Count how many lines of the records contain the string "blue", with case counting, and reply with the number alone.

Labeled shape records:
***
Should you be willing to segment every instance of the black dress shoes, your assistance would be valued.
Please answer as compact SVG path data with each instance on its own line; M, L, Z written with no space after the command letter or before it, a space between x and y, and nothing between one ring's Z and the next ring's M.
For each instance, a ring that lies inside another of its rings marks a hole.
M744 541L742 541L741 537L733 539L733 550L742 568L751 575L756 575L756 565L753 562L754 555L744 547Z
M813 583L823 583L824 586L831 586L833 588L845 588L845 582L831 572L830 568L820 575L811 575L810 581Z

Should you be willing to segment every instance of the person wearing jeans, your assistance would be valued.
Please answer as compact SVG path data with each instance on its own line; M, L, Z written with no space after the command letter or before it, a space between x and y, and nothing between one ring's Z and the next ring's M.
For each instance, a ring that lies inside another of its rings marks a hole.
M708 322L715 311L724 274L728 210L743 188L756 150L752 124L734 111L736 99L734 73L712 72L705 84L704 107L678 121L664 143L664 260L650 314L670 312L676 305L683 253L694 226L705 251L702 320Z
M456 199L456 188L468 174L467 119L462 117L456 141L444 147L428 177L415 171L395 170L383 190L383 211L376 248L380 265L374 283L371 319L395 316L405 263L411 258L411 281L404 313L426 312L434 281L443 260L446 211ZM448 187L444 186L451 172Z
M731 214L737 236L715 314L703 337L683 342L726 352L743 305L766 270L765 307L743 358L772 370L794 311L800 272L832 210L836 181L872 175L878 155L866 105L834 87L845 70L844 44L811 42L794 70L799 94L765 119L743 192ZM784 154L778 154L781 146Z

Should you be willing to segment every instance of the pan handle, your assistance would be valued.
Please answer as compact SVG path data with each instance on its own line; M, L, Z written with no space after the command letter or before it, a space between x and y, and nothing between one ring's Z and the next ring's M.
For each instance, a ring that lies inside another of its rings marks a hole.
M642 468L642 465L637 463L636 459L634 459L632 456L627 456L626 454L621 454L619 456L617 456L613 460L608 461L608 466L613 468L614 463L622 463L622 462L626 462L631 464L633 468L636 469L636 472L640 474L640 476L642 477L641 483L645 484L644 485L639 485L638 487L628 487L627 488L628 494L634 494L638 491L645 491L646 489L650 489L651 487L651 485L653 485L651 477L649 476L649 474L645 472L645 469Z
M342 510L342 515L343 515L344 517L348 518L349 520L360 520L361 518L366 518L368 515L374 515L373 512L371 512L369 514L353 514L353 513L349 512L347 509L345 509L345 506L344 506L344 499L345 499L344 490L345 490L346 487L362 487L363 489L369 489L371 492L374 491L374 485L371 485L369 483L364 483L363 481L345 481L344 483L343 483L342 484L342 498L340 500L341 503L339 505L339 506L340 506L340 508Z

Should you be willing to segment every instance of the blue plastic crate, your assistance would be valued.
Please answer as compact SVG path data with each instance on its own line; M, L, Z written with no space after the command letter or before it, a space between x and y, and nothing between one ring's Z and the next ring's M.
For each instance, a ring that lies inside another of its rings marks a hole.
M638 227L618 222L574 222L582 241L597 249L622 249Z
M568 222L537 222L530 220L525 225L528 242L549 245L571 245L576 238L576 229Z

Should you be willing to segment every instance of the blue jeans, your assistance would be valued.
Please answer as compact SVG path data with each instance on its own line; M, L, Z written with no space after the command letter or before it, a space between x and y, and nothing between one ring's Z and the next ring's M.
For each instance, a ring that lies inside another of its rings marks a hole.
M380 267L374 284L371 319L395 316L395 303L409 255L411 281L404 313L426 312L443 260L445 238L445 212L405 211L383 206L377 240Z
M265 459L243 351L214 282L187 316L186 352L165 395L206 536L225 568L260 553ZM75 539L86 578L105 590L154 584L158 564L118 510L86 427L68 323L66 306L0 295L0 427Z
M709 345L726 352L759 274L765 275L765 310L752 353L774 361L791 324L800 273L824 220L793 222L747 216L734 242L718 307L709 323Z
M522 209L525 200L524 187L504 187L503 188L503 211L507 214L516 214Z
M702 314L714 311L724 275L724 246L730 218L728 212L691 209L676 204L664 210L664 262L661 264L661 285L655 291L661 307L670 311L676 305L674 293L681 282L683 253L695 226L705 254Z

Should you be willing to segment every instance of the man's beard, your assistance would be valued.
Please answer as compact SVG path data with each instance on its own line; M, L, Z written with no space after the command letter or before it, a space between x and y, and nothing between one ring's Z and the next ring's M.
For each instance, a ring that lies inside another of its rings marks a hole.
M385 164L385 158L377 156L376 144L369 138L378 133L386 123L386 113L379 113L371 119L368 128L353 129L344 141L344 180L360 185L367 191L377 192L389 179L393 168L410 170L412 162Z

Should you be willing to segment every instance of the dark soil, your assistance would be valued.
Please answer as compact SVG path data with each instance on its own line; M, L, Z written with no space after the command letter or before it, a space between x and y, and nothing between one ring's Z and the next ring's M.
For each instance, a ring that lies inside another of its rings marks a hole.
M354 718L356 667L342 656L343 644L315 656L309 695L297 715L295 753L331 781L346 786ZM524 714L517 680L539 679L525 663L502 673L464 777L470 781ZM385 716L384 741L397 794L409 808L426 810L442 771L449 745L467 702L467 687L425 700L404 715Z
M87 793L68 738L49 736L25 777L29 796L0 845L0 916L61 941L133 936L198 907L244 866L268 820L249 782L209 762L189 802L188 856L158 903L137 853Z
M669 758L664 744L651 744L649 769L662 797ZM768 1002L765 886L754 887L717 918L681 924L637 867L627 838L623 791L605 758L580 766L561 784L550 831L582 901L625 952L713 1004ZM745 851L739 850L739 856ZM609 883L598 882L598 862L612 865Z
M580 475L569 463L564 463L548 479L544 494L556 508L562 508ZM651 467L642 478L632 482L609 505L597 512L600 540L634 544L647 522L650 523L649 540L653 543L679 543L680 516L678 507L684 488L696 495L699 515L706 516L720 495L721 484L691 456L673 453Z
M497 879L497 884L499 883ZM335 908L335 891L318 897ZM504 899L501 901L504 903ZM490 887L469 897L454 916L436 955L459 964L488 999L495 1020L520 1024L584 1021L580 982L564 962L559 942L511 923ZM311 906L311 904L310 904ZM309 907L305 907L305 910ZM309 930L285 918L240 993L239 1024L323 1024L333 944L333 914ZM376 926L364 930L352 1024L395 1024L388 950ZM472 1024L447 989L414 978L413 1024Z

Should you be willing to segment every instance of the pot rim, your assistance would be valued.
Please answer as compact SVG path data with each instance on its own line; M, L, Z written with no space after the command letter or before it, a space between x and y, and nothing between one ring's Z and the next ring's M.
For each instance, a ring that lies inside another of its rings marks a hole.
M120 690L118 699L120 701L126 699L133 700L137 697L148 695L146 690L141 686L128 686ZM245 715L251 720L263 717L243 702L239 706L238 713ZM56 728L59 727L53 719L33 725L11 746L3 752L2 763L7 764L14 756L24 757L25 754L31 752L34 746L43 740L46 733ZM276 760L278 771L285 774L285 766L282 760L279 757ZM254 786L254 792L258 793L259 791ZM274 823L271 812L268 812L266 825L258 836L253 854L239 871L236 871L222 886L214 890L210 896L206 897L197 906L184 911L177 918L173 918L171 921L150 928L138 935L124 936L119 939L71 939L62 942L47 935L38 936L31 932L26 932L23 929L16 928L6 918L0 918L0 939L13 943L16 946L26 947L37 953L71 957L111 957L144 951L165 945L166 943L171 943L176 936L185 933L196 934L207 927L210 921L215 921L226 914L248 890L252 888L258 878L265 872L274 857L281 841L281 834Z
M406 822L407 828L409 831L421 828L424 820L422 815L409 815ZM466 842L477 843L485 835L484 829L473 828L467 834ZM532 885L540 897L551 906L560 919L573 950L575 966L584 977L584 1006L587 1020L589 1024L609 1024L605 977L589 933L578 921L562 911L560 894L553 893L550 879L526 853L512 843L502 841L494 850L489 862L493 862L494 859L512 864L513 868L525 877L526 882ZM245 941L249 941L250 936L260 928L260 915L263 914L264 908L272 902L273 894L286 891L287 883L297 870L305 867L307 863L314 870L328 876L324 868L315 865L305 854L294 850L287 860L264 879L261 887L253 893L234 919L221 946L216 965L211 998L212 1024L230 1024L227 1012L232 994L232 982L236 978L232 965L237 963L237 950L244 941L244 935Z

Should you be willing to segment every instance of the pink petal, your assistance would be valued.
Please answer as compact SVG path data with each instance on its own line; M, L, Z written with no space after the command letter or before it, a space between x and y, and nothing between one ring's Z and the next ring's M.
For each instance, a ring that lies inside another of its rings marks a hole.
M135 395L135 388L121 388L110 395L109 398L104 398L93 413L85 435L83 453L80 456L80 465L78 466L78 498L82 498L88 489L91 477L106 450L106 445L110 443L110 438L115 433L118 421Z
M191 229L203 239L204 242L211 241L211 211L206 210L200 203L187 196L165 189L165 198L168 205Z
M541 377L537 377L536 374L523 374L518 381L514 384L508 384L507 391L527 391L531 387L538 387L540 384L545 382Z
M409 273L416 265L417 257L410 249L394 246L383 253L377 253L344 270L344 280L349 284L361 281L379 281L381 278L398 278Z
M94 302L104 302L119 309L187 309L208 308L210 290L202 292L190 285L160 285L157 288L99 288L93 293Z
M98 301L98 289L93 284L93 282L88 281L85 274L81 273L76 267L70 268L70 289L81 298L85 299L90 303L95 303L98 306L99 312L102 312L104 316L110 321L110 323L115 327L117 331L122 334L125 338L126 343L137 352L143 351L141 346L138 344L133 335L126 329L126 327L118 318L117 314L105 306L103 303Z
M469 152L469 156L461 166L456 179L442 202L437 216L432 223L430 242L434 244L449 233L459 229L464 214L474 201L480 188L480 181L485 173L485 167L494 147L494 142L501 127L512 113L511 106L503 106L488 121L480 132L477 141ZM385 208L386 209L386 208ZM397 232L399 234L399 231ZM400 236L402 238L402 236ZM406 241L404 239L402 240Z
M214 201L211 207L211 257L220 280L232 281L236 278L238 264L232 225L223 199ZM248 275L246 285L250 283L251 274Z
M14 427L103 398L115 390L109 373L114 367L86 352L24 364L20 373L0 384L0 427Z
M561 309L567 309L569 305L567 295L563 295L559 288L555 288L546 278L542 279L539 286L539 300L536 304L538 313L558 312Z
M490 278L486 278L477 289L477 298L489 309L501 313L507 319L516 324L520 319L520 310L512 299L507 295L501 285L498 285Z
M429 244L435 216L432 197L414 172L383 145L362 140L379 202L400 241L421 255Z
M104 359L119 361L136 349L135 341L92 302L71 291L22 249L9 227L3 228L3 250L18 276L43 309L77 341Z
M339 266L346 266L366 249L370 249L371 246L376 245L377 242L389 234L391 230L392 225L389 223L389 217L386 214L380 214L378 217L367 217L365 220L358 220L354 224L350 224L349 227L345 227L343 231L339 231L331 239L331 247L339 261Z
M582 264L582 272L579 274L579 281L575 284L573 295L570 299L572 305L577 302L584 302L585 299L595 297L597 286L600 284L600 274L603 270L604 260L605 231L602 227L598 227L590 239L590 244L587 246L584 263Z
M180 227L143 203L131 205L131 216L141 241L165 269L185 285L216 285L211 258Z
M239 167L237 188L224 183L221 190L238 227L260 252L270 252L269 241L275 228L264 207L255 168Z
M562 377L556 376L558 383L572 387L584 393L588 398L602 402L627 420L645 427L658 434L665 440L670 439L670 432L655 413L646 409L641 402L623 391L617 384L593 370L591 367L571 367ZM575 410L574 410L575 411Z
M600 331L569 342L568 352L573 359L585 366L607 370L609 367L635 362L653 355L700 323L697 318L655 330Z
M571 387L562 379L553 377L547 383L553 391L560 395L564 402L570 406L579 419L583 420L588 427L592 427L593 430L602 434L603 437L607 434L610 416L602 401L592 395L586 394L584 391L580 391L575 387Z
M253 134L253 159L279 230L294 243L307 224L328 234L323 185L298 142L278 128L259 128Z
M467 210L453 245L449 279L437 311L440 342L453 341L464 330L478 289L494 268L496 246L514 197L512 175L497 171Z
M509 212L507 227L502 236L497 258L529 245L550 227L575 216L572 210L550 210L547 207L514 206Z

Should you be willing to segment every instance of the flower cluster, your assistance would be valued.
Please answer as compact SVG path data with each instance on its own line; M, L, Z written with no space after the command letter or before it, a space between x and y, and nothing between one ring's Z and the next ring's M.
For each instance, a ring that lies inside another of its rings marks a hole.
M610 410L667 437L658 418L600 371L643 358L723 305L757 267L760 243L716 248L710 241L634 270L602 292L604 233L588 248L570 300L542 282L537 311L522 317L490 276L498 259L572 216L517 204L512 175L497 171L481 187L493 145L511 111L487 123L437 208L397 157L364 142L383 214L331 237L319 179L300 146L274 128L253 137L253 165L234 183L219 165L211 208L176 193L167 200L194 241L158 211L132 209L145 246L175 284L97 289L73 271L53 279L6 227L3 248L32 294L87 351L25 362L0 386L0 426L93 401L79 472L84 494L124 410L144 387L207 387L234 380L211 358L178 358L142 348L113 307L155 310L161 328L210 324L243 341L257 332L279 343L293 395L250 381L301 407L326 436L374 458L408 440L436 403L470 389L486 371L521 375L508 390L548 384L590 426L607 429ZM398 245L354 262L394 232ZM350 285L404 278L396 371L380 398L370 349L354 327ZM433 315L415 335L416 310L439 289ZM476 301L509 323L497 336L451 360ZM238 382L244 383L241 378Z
***
TASK RESPONSE: 2